■ Work instructions
Reproduce the PyDFix metrics text below word for word, from its first line to its last.

■ Text excerpt
---+---
In the section Reusing PyDFix we have provided a high level overview of the modifications required to extend the work done so far.

STEP 1: BugSwarm Metrics

The following script gathers metrics about dependency packages from original build logs of BugSwarm artifacts. (Recall that we could not perform this on BugsInPy due to the absence of original build logs.)
🔶 The estimated running time for the following command is: ≤10 minutes.

$ python3 gather_metrics_from_orig_logs.py -path ~/PyDFix -originallogs ~/PyDFix/orig_log_bugswarm

Note: The artifacts.json for BugSwarm v1.1.3 is included in the root of the cloned directory.

Output:

This generates a CSV file named orig_log_metrics.csv which has the following columns.
---+---
■ Stored records
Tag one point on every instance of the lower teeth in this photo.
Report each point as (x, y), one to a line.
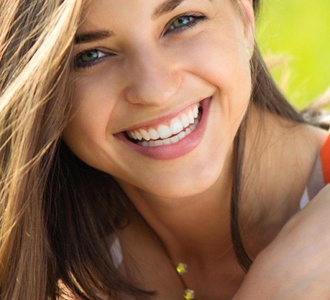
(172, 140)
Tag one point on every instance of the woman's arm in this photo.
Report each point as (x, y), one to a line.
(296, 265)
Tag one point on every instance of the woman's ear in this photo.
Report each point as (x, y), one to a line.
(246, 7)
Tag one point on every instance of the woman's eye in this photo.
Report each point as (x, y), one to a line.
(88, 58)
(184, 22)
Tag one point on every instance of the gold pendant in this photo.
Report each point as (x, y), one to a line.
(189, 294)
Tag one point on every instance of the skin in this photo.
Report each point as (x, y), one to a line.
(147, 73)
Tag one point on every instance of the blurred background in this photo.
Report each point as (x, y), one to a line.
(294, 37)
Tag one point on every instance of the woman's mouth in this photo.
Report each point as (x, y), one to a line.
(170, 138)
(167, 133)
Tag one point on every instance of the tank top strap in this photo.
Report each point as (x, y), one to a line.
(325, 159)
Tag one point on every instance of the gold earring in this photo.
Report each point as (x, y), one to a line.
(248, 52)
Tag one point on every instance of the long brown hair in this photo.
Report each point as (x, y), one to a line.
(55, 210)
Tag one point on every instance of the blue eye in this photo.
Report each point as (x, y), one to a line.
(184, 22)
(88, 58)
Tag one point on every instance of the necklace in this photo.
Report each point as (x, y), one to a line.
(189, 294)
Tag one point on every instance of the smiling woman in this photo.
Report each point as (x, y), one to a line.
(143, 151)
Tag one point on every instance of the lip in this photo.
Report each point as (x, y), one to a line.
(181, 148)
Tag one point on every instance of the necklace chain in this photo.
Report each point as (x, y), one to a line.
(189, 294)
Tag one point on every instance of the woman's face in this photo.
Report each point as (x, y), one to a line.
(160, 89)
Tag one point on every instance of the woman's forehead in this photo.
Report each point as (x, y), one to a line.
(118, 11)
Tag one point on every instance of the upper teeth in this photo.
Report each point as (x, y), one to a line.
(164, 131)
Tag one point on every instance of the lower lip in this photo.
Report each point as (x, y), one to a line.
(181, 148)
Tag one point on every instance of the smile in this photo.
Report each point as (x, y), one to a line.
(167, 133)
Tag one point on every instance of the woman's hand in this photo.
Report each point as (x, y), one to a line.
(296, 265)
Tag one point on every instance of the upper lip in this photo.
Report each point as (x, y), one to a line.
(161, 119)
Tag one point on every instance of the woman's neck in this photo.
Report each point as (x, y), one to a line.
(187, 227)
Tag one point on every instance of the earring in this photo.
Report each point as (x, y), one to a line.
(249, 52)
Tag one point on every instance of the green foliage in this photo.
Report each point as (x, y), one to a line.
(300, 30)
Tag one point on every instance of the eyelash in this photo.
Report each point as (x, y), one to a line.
---+---
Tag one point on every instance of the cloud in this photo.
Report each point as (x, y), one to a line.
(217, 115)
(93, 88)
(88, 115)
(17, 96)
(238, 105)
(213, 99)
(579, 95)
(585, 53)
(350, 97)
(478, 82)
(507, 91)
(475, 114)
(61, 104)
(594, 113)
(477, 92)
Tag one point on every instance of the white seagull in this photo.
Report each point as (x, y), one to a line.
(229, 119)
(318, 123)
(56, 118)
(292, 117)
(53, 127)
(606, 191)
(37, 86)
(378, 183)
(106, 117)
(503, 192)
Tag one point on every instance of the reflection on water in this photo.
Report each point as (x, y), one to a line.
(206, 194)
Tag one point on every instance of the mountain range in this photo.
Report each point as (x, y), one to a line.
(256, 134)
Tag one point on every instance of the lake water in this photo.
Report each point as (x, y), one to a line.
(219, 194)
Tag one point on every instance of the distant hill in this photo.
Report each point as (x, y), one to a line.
---+---
■ Answer to the problem
In the section Reusing PyDFix we have provided a high level overview of the modifications required to extend the work done so far.

STEP 1: BugSwarm Metrics

The following script gathers metrics about dependency packages from original build logs of BugSwarm artifacts. (Recall that we could not perform this on BugsInPy due to the absence of original build logs.)
🔶 The estimated running time for the following command is: ≤10 minutes.

$ python3 gather_metrics_from_orig_logs.py -path ~/PyDFix -originallogs ~/PyDFix/orig_log_bugswarm

Note: The artifacts.json for BugSwarm v1.1.3 is included in the root of the cloned directory.

Output:

This generates a CSV file named orig_log_metrics.csv which has the following columns.